SET EXERCISE:
Swap "floor of greenhouse" for "greenhouse ground" in everything from the start of the entries down to the line containing "[62,409,1000,750]", leaving all else unchanged. Return only that span, without the pictures.

RECORDS SUPPLIED:
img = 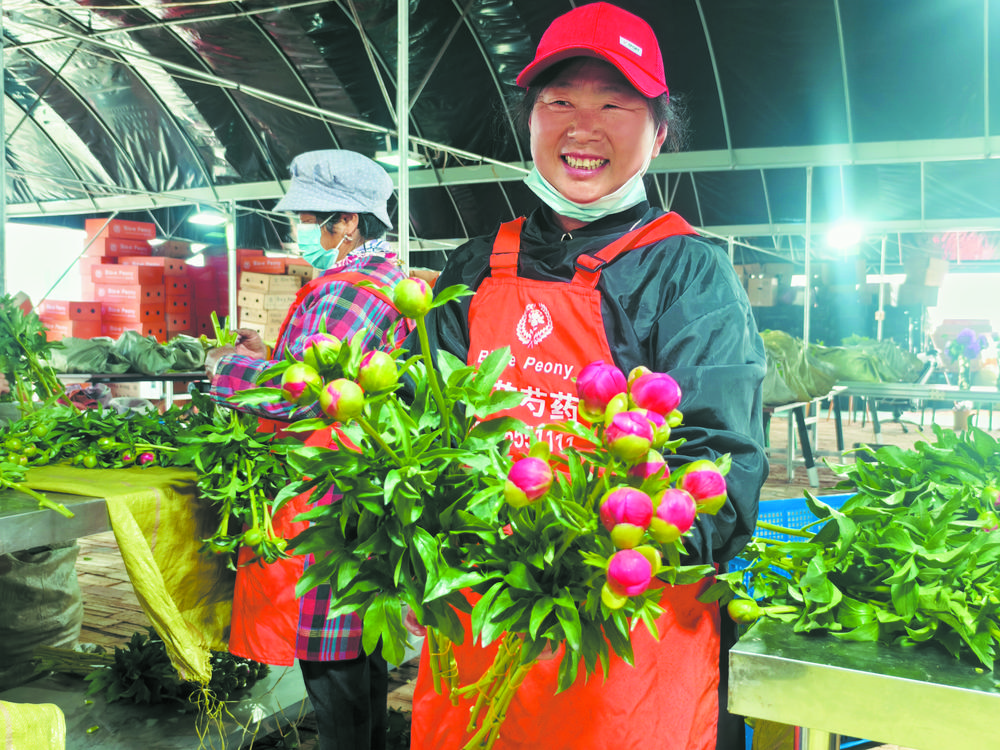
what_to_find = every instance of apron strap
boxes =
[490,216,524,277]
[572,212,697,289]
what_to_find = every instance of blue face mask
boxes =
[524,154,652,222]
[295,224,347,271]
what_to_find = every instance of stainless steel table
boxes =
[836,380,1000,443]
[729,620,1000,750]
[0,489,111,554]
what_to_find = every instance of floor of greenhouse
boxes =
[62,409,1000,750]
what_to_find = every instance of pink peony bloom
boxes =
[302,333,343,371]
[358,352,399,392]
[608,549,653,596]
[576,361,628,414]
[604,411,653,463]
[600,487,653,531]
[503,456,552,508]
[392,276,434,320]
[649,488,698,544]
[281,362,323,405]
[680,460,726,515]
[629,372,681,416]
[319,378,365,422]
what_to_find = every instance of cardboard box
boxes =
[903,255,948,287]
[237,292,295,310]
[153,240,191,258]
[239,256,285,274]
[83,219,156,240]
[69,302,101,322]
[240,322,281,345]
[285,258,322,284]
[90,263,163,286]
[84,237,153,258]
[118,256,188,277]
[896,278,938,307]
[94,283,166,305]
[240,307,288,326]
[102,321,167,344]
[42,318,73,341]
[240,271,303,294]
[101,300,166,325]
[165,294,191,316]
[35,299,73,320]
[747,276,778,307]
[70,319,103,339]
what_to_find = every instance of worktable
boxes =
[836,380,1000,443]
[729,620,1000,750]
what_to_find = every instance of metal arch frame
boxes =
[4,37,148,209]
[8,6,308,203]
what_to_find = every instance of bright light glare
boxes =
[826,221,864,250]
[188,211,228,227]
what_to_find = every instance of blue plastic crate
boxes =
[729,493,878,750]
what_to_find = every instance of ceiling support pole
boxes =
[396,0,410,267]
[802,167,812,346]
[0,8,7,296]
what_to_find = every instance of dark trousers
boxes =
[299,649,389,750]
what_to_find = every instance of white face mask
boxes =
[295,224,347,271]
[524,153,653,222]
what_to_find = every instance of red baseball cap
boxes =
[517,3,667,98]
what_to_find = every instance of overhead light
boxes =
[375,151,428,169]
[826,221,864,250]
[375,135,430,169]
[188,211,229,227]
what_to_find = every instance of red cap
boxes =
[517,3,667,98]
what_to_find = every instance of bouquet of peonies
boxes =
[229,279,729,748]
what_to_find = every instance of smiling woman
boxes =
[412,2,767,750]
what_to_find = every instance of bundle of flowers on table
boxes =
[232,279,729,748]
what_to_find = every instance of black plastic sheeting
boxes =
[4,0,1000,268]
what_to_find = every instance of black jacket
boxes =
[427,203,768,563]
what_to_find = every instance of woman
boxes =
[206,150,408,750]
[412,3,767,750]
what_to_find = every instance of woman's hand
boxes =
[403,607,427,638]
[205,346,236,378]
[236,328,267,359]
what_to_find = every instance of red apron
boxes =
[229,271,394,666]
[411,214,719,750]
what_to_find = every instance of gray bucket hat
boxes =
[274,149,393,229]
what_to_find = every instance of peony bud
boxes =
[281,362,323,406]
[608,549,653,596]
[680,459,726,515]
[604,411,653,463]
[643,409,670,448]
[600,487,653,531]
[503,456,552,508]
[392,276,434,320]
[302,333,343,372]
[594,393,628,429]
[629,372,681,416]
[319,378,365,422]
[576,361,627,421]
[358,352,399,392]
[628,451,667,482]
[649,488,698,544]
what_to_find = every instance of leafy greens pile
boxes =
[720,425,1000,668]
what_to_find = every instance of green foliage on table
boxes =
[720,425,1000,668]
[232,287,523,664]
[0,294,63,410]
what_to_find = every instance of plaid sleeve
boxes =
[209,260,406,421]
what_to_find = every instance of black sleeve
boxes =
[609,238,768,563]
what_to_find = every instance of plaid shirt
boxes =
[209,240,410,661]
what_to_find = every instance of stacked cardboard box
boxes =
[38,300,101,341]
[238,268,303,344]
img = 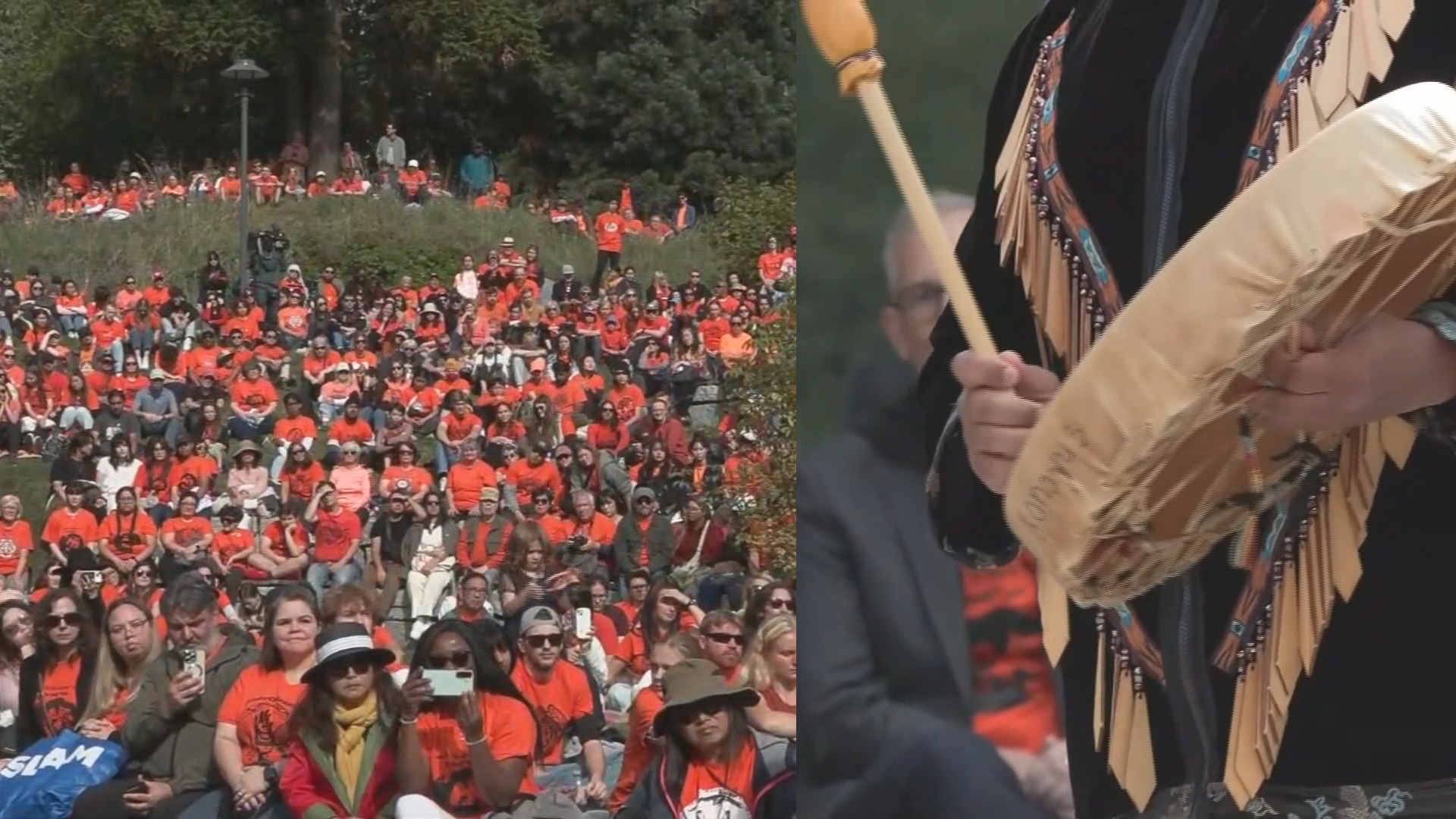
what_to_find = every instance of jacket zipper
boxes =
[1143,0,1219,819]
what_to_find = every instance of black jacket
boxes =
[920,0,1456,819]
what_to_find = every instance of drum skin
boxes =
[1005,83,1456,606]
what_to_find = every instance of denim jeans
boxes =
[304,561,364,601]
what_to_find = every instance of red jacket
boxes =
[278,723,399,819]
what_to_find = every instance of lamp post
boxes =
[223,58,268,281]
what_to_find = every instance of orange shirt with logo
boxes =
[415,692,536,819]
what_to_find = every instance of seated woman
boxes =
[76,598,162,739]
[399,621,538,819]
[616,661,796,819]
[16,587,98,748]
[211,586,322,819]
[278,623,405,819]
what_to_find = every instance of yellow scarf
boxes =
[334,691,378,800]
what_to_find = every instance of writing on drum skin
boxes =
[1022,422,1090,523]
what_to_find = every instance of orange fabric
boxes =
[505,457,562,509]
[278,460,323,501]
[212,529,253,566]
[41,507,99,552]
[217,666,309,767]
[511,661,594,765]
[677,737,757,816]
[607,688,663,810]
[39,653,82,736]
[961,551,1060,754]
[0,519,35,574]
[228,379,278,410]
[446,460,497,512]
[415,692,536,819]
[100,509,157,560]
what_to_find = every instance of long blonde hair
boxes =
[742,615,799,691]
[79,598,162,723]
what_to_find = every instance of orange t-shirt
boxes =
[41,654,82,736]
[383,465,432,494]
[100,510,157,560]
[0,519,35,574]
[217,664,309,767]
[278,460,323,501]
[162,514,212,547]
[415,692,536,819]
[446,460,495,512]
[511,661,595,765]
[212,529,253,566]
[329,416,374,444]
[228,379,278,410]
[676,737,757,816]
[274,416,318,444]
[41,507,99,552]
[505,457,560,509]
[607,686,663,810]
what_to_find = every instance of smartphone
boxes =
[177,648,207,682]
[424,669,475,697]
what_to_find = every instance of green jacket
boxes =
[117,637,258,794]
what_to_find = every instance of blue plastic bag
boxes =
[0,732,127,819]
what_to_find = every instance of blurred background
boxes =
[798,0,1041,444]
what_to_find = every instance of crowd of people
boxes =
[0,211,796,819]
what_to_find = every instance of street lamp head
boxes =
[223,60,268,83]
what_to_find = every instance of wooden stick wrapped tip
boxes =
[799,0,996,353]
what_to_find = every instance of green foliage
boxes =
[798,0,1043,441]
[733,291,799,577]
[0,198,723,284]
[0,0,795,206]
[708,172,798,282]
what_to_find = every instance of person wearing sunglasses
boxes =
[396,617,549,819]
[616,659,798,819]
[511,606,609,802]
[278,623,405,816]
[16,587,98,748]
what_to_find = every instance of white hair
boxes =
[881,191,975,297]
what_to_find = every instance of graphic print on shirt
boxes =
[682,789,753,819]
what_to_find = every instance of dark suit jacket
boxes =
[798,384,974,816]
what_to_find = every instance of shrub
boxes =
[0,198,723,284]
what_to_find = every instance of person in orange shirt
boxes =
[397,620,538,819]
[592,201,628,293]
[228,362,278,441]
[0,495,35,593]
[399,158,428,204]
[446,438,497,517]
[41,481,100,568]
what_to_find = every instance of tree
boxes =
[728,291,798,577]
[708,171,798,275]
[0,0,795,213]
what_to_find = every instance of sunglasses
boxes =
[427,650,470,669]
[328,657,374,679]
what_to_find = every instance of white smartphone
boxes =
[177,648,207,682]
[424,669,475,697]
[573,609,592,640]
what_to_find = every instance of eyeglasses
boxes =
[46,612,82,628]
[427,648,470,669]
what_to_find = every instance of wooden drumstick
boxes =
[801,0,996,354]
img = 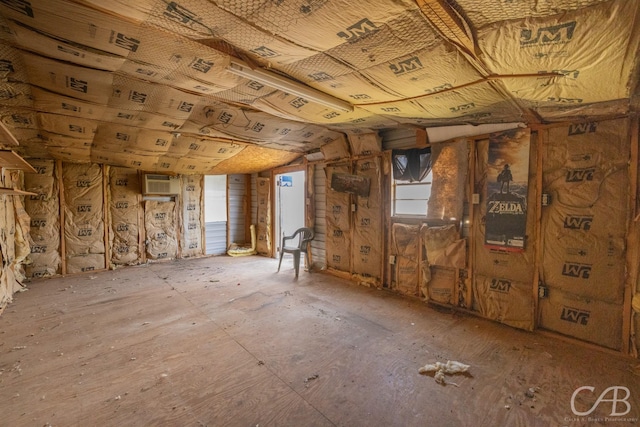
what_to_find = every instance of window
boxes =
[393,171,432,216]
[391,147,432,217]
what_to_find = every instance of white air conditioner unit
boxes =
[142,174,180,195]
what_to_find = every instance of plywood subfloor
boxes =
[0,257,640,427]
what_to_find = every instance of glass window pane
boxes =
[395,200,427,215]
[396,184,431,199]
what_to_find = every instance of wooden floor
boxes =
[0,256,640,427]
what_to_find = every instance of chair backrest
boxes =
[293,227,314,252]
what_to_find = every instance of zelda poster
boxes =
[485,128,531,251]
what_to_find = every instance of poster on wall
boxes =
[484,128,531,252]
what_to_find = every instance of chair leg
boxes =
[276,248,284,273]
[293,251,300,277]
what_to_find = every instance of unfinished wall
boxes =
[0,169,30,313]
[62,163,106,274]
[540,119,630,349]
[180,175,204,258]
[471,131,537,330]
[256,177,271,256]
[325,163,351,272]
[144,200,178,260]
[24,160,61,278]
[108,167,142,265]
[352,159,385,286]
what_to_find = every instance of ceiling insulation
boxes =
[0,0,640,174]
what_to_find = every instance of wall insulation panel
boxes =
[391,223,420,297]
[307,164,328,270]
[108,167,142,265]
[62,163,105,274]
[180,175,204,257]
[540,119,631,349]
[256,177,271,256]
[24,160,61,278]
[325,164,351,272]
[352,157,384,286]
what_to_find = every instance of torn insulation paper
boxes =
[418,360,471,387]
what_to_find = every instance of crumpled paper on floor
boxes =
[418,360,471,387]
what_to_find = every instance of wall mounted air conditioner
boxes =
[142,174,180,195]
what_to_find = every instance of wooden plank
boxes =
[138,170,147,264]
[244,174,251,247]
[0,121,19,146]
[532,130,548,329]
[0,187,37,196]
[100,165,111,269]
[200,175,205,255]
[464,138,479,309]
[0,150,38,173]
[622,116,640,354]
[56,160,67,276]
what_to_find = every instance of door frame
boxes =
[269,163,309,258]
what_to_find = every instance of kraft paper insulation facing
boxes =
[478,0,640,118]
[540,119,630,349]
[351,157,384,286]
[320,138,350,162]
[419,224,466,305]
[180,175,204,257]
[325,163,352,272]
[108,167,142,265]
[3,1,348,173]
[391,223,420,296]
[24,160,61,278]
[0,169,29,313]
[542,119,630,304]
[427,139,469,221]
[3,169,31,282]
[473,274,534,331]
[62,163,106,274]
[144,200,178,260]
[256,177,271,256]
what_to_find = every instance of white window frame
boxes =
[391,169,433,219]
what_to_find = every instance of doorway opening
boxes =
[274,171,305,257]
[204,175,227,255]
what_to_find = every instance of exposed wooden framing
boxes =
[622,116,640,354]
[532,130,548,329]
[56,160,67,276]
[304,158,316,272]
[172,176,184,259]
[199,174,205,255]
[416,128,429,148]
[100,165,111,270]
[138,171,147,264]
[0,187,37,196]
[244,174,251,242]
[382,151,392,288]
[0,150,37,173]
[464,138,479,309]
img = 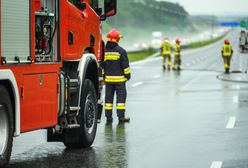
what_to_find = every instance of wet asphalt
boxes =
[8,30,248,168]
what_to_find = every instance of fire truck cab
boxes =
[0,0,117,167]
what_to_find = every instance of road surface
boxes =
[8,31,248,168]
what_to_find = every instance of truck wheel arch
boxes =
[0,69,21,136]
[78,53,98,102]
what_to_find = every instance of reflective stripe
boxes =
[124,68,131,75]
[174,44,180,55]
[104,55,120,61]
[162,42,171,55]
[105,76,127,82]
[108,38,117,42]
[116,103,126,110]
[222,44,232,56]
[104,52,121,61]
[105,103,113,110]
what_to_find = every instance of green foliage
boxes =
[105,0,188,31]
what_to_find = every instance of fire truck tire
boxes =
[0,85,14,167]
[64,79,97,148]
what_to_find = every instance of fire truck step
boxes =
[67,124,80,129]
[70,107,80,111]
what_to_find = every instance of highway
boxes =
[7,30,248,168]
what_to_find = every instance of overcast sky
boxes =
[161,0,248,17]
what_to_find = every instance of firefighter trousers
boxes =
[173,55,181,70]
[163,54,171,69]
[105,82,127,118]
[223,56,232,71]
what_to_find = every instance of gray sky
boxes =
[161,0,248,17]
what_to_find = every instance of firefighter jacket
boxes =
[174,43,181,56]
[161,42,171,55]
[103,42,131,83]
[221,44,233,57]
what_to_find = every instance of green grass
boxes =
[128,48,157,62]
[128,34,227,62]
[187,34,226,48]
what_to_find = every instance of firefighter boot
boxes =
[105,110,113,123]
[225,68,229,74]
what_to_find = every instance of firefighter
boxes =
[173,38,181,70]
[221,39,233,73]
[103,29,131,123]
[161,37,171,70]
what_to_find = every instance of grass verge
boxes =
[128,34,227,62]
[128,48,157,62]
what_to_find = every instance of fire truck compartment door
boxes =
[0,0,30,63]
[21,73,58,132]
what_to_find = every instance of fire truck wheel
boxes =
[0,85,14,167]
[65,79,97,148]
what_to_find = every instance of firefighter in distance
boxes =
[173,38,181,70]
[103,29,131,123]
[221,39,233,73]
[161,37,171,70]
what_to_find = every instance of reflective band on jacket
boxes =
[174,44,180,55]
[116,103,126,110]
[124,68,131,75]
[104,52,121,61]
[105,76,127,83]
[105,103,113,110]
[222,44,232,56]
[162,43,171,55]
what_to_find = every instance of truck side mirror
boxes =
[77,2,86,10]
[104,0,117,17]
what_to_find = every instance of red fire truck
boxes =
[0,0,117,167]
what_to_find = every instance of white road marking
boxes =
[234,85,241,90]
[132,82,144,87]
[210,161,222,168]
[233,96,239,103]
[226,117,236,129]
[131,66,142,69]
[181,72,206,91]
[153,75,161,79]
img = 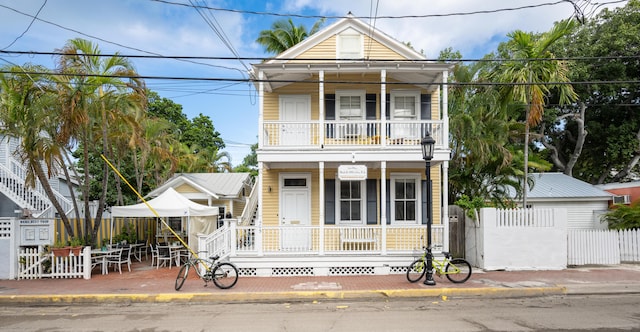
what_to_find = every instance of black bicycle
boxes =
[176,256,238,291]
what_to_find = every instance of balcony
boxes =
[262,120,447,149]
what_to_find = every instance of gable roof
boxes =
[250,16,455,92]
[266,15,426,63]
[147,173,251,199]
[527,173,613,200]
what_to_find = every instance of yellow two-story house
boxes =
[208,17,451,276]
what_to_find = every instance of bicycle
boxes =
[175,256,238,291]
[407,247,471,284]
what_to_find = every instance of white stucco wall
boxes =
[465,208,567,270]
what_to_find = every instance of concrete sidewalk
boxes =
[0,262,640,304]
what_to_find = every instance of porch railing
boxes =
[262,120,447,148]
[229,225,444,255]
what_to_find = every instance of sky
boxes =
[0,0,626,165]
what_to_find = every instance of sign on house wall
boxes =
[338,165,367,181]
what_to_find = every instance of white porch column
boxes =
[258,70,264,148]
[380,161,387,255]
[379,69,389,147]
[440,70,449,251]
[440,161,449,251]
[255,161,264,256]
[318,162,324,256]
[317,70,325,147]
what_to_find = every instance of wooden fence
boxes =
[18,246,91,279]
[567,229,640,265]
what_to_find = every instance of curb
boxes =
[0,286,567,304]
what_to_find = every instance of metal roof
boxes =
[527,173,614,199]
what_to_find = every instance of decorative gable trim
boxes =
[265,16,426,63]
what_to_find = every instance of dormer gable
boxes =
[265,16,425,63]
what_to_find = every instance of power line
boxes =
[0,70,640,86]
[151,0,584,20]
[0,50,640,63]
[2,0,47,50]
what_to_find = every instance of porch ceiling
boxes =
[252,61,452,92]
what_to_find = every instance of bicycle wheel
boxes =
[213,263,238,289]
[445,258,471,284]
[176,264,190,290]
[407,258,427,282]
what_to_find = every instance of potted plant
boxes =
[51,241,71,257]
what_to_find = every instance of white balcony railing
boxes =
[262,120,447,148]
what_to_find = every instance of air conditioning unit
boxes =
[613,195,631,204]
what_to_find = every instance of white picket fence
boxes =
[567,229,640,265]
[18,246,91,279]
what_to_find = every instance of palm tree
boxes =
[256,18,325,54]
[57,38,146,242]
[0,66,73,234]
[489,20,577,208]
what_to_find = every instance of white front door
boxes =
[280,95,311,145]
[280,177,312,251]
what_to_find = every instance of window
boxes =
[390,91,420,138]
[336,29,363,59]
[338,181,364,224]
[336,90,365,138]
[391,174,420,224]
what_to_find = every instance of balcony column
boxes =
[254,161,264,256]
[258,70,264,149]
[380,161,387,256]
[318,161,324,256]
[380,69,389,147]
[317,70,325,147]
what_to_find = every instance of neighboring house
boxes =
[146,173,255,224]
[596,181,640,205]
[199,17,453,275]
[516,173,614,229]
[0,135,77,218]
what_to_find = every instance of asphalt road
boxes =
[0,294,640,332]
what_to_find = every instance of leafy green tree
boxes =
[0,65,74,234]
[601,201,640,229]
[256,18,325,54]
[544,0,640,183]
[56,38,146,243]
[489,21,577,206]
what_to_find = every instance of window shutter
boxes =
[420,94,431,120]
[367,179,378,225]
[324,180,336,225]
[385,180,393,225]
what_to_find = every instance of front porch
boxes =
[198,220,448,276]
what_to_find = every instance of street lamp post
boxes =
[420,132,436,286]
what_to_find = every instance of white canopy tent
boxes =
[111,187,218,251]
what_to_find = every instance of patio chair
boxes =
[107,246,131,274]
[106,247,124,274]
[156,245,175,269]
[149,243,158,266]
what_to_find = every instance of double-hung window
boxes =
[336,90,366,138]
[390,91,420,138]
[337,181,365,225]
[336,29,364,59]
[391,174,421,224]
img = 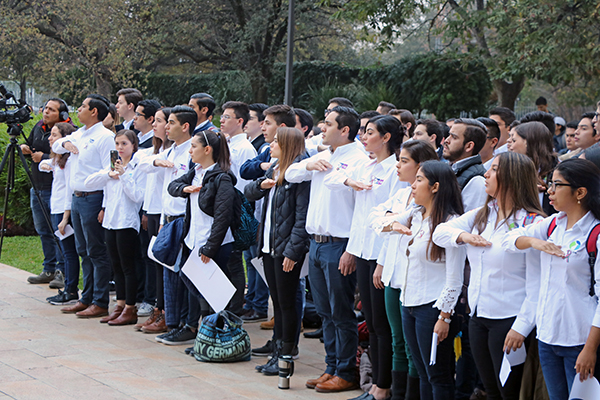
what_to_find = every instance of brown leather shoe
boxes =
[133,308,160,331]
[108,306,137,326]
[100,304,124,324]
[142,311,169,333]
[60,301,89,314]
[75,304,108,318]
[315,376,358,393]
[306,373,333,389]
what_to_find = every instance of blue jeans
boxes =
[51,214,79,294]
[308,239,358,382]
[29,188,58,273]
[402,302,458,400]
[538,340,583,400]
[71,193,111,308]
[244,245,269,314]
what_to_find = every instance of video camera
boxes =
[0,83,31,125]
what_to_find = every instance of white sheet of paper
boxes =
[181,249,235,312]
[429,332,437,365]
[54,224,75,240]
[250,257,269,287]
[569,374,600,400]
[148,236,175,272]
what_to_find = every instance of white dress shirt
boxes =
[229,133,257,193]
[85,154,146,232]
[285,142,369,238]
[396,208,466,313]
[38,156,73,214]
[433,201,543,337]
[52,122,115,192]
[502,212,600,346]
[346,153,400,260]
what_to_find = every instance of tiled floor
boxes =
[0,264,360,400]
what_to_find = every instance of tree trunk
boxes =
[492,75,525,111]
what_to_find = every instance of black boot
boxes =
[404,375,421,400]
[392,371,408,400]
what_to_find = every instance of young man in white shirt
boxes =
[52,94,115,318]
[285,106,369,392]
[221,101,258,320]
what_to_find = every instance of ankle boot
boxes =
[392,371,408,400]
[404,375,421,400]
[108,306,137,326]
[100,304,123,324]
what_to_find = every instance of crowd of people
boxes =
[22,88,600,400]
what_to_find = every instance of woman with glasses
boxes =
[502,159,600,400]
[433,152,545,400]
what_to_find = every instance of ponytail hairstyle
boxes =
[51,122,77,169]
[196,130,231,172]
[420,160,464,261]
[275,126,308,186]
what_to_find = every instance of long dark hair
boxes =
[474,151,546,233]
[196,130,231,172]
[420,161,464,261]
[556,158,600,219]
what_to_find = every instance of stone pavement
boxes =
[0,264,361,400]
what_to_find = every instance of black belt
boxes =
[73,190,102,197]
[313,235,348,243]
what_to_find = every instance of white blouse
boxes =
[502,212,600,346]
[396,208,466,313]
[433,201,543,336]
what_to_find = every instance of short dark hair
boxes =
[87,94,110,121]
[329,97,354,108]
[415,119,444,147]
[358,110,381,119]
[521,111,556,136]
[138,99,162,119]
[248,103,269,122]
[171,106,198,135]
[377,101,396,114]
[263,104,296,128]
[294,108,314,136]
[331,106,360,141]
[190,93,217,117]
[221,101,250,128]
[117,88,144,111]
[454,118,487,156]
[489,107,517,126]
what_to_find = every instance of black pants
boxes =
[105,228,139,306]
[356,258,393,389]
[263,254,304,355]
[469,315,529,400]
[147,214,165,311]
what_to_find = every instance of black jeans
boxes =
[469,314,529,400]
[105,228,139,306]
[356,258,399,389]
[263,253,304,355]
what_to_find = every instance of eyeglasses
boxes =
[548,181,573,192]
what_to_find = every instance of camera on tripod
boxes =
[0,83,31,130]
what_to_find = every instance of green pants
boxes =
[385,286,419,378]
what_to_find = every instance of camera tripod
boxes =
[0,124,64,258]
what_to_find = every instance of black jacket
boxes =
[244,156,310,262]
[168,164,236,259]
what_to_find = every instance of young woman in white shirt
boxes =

ANSWER TO THE TASK:
img = 
what_to_find = every instance of apron strap
boxes =
[490,216,524,277]
[572,212,697,289]
what_to_find = every instance of blue face mask
boxes =
[524,154,652,222]
[295,224,347,271]
what_to_find = every instance of stainless steel table
boxes =
[836,380,1000,443]
[729,620,1000,750]
[0,489,111,554]
what_to_find = every instance of greenhouse ground
boxes =
[62,409,1000,750]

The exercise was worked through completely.